TRECHO SELECIONADO -
■ ■ ■ ■ ■
Os pescadores levaram a criatura para um convento próximo, onde o pastor tentou exorcizá-la e depois a interrogou em várias línguas, mas sem sucesso. Após vários dias de questionamento, a criatura finalmente articulou uma palavra, "Liérganes".
Ninguém sabia o que significava até que um marinheiro do norte da Espanha reconheceu a palavra como um lugar perto de sua cidade natal. A notícia foi enviada a Liérganes sobre a criatura encontrada, de onde veio uma resposta surpreendente de que cinco anos antes o filho de Francisco de la Vega havia desaparecido e ele era ruivo.
■ ■ ■ ■ ■
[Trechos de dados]

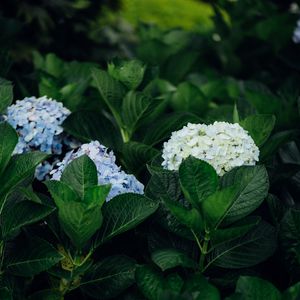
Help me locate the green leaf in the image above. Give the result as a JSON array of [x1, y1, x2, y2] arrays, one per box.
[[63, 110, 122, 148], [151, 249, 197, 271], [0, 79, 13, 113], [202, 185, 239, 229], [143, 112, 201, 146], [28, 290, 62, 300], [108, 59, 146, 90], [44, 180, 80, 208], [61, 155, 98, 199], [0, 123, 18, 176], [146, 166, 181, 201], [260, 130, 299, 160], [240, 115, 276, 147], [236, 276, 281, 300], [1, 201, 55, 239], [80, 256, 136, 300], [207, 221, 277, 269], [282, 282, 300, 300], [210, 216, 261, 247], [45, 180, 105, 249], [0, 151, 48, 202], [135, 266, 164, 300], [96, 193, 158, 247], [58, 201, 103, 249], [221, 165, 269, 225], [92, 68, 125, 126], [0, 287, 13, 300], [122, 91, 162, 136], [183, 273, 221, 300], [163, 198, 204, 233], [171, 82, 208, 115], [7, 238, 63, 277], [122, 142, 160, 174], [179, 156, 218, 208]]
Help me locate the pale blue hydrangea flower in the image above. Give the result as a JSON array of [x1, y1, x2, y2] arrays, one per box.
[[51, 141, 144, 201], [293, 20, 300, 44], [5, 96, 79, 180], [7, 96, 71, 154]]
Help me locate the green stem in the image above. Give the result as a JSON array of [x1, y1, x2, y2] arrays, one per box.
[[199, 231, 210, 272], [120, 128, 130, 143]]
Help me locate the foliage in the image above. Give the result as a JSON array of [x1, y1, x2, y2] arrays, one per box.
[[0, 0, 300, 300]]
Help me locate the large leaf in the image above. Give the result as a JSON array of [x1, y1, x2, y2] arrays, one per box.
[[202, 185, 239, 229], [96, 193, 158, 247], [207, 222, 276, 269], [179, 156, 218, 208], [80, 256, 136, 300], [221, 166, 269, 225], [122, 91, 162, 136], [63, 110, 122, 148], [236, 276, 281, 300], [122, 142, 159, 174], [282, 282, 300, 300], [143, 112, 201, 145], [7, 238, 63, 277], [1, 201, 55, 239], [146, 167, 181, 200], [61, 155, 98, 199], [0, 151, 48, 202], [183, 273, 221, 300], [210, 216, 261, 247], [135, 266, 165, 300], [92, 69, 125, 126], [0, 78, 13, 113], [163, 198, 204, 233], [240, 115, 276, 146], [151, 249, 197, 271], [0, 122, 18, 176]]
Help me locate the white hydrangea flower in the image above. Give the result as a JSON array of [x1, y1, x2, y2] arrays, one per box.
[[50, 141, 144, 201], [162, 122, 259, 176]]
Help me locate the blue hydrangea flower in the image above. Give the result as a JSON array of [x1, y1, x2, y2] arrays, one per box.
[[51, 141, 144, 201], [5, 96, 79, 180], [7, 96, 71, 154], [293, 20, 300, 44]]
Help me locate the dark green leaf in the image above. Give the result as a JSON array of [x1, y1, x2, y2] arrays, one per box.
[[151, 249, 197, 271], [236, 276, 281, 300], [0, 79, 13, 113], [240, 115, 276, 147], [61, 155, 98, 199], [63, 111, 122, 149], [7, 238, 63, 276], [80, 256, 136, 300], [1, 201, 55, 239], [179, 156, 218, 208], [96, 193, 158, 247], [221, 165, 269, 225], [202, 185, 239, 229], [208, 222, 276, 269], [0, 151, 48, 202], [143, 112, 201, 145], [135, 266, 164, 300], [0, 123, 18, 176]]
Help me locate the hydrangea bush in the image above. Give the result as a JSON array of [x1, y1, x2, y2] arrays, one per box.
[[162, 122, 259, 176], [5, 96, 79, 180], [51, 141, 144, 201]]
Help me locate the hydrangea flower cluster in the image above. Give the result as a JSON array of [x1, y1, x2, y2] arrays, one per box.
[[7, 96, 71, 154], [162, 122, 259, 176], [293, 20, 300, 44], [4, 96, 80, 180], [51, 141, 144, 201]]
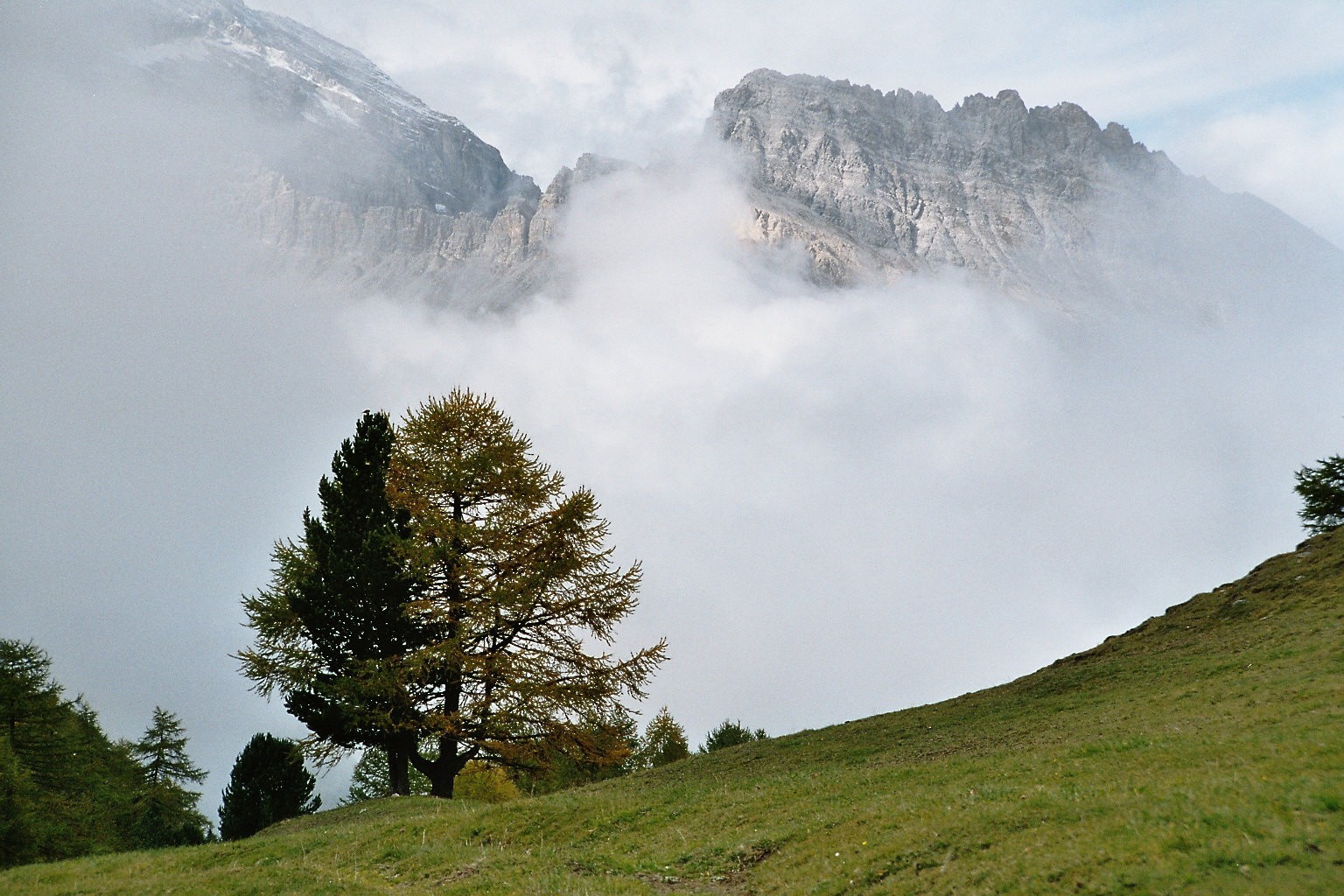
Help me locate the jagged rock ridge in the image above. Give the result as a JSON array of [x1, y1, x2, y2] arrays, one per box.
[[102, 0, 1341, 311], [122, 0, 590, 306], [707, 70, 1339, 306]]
■ ■ ■ ■ ■
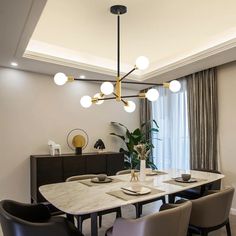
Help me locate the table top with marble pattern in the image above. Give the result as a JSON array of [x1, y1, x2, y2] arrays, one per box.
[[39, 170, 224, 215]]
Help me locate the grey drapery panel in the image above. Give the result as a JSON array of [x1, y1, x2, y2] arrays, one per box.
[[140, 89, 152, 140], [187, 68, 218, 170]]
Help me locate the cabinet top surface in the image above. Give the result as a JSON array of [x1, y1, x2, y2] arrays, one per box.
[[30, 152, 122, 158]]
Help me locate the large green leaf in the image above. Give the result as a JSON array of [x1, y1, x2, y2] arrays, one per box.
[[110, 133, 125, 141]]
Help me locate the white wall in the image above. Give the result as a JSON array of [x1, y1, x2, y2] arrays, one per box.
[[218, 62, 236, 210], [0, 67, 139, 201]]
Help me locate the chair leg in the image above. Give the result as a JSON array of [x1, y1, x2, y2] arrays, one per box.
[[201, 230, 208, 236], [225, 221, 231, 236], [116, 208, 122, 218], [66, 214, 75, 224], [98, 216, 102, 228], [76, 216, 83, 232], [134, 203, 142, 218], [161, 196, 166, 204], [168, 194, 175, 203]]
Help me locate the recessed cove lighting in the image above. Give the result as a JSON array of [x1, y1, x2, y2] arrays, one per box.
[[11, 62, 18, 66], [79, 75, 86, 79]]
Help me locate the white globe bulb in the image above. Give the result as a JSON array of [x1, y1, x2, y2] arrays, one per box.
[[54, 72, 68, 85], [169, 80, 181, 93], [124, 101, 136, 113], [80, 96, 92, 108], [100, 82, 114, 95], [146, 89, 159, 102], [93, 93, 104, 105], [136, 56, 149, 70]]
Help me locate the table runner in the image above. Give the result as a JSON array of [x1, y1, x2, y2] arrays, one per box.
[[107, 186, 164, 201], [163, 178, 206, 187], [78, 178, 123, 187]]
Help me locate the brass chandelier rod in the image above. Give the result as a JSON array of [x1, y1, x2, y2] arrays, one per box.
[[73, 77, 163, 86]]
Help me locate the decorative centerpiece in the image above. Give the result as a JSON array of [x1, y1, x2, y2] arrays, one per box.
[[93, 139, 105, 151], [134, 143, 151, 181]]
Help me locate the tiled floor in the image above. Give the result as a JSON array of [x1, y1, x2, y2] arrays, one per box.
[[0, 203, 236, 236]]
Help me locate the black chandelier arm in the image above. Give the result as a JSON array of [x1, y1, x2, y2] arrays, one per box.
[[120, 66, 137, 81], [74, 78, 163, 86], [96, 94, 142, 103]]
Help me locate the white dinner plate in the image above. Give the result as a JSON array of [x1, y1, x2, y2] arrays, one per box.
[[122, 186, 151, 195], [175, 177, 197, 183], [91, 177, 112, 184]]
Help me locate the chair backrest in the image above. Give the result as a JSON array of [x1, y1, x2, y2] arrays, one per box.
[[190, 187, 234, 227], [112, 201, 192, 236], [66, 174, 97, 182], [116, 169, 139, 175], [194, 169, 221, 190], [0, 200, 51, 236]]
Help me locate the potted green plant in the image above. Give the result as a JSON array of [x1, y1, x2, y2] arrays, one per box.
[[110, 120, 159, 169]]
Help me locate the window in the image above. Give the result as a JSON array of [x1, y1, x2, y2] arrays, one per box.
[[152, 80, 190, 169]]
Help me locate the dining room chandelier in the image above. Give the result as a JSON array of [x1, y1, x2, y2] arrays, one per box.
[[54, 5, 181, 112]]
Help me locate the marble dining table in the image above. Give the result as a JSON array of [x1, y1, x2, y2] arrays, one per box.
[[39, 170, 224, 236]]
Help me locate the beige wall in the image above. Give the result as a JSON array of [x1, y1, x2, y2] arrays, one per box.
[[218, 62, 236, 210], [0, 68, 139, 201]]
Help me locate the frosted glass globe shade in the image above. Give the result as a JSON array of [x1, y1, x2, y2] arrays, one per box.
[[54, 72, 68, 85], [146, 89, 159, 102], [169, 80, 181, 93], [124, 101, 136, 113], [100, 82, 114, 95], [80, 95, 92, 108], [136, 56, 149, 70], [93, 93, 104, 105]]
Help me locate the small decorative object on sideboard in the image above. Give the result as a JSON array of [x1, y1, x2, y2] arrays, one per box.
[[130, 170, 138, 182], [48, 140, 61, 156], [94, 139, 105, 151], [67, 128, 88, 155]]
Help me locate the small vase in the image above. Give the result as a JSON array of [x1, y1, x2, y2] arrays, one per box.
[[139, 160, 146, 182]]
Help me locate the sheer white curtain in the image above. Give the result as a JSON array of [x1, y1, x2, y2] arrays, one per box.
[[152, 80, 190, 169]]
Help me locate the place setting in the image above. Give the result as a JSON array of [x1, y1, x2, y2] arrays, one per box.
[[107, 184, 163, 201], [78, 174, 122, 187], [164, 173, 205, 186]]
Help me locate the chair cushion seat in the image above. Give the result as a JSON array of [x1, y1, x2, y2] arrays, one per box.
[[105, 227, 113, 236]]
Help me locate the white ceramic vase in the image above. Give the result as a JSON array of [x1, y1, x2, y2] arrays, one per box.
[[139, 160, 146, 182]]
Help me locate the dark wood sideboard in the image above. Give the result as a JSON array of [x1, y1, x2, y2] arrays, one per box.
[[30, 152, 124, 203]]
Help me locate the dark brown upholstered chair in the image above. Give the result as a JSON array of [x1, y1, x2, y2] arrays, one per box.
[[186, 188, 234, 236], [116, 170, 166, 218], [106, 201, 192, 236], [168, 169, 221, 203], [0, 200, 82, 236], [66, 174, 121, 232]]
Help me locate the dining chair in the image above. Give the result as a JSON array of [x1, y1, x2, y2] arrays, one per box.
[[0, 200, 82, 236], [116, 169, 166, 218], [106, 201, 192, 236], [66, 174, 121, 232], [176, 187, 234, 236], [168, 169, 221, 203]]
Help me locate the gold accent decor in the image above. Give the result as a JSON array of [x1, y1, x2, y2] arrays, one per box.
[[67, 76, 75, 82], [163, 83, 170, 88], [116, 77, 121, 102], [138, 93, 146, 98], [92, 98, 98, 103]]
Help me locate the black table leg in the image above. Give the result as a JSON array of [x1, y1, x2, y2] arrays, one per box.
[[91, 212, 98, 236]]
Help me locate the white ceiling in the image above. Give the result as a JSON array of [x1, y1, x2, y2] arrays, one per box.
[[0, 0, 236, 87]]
■ ■ ■ ■ ■
TAREFA A REALIZAR - Escreva a continuação do texto sobre a criatura de Liérganes, começando logo após a última frase. Os registros não desempenham nenhum papel aqui.

RESPOSTA ESPERADA -
Para testar a teoria de que a criatura era de fato o menino desaparecido, foi combinado que o menino seria levado a Liérganes para sua suposta casa. O frade que o acompanhava relatou que o menino reconheceu o caminho e conseguiu guiar o frade até chegarem à casa de Maria del Casar, que o reconheceu como seu falecido filho Francisco.
Como Maria alegou que Francisco era seu filho, o padre o deixou com a família. Francisco vivia tranquilo e pacificamente, mas tinha hábitos peculiares. Ele sempre andava descalço e, a menos que recebesse roupas, preferia andar nu. Ele nunca falou palavras suficientes para formar uma frase, então nunca conversava com ninguém. Ele apenas murmurava palavras isoladas, como pão, vinho ou tabaco, mas nunca pareceu relacioná-los a comer, beber ou fumar.
Embora comesse com entusiasmo quando estava de bom humor, muitas vezes passava uma semana sem comer de novo. Era sempre amável e afável, e quando lhe pediam para fazer uma tarefa atendia, cumprindo-a com rapidez e eficiência, mas sem demonstrar qualquer entusiasmo. Depois de passar nove anos com a mãe, um dia ele saiu para nadar no mar e nunca mais voltou.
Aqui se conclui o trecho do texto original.